Given task:
Copy the items below, swapping "drop a marker" for "place a pin" everywhere and keeping the rest unchanged. Omit the pictures.

(Records from a data source)
++++++++++

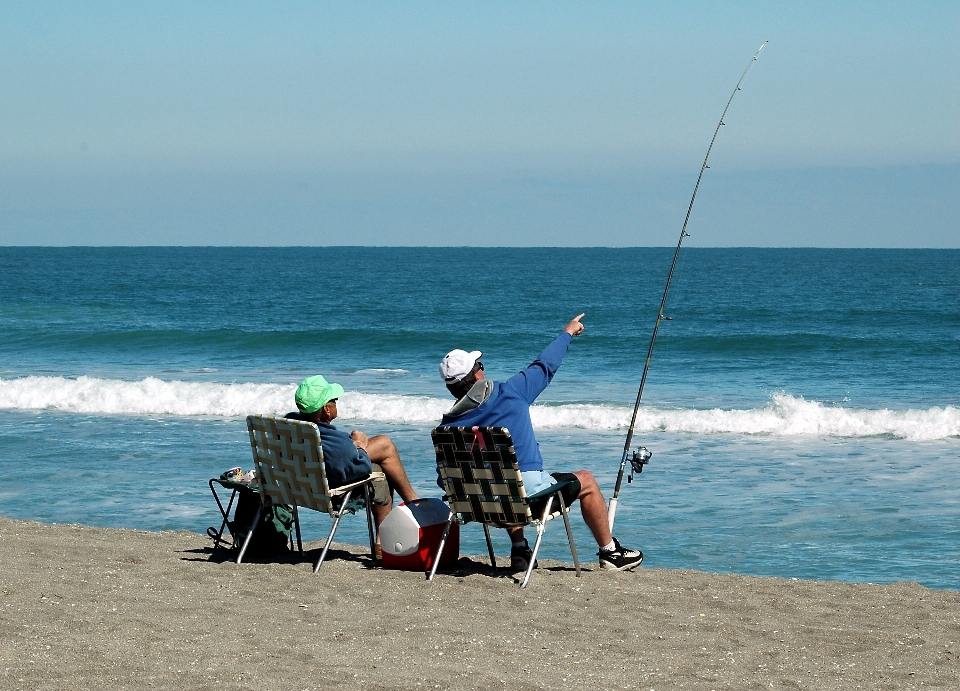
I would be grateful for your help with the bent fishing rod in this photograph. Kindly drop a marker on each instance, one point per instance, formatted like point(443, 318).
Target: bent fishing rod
point(641, 456)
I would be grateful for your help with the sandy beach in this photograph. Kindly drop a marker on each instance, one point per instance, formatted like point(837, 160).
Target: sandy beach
point(87, 608)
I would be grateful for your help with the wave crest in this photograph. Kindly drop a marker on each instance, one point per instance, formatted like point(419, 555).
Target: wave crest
point(784, 415)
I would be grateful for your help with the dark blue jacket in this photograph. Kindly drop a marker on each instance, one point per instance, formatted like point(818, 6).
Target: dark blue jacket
point(345, 463)
point(509, 404)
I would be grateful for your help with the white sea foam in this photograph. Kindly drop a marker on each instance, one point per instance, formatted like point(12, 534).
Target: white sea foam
point(784, 415)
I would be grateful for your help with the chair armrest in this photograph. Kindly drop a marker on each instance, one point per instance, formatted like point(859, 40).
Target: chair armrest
point(343, 489)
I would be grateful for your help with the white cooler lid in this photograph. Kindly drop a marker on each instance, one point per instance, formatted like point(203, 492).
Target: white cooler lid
point(400, 530)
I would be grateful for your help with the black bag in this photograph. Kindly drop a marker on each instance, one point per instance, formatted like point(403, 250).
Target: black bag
point(272, 533)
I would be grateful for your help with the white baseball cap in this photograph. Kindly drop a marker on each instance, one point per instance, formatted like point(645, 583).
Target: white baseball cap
point(457, 364)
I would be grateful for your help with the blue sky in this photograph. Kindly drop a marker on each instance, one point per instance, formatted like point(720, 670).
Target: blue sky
point(478, 124)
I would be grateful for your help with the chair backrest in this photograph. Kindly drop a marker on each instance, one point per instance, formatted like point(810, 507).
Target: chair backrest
point(478, 467)
point(289, 460)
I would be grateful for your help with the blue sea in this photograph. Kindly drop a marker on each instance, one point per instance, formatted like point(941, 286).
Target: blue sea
point(802, 407)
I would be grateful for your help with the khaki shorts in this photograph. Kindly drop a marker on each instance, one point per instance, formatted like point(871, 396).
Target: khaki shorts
point(381, 490)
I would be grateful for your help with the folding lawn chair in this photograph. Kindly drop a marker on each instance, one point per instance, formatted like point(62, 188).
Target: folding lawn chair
point(478, 467)
point(289, 462)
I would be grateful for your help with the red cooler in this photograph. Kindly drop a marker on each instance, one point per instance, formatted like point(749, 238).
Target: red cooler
point(410, 535)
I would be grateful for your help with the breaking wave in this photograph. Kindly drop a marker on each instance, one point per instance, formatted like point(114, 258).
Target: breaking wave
point(784, 415)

++++++++++

Right answer:
I would be grateful for your help with the bent fishing rod in this photograph. Kindly place a pin on each instance, one point per instance, formatted like point(443, 318).
Target: bent fishing rod
point(641, 456)
I would be grateful for your help with the sandy beach in this photograph. Kindly place a pin on each instance, one point per instance, formatted like point(837, 160).
Target: sandy beach
point(87, 608)
I would be grateful for your help with the wave crest in this photograph. Kindly place a pin on each instance, one point per instance, formatted like point(419, 555).
Target: wave crest
point(784, 415)
I would be grateful for your help with the dark blue jacket in this photograph. Kindly place a pin on each instance, one point per instance, formatted like point(818, 6).
Target: dark blue jacket
point(345, 463)
point(509, 404)
I would be grateful for your help with the white sea foam in this photograph. Kindly place a pin on each instance, one point per instance, formatted like point(12, 534).
Target: white sea foam
point(784, 415)
I would be grateful for your help with the chair armrest in this photograph. Kindly place a pin on each instance, one point per instance, formatted like point(859, 40).
Target: chair armrest
point(343, 489)
I would be grateful for your help with the white cooler lid in this photograph. Kindly place a pin on each instance, one point per instance, formatted like point(203, 492).
Target: white cooler lid
point(400, 530)
I would be grateful for your help with the black bag in this photograph. Kindly place a pin on each instance, one point per instance, formatted like point(403, 250).
Target: black bag
point(272, 533)
I would be grateful for your help with the white baseball cap in this photograph. Kindly place a pin on each instance, one point per instance, formatted like point(645, 583).
Target: white baseball cap
point(457, 364)
I would be grateful for your help with the blue sky in this photograph. Kindly place a pin on each instance, one point per instance, formatted like point(720, 670).
Target: blue sky
point(478, 124)
I would be grateful for your help with the chair backrest in this photograph. Kindly place a pin on each instance, one point per instance, formatted like point(810, 507).
Target: chair backrest
point(478, 467)
point(289, 460)
I would be grateful for your help with the blue sea in this photograph. Kindly place a pin on each instance, one point per instance, formatted like point(941, 286).
Target: blue sea
point(802, 407)
I would be grateful for your help with the khaki shorts in this photograph. Kindly place a pin on each instance, one point per instance, formatted like point(871, 396).
Target: khaki shorts
point(381, 490)
I would be grateful for your help with the folding lawn chair in this photograph. Kindly place a pin on each instance, one point per instance, formatted like point(62, 188).
Target: folding lawn chair
point(478, 467)
point(289, 462)
I would be grateful for your help with the red cooler in this photograph. Kindly place a pin on each instance, one point per instance, formatted like point(749, 238).
Target: red cooler
point(410, 535)
I would be grateful for your help with the breaking wave in this photograph. Kindly place a pin on each instance, one point per instance, formatted like point(114, 258).
Target: breaking wave
point(784, 415)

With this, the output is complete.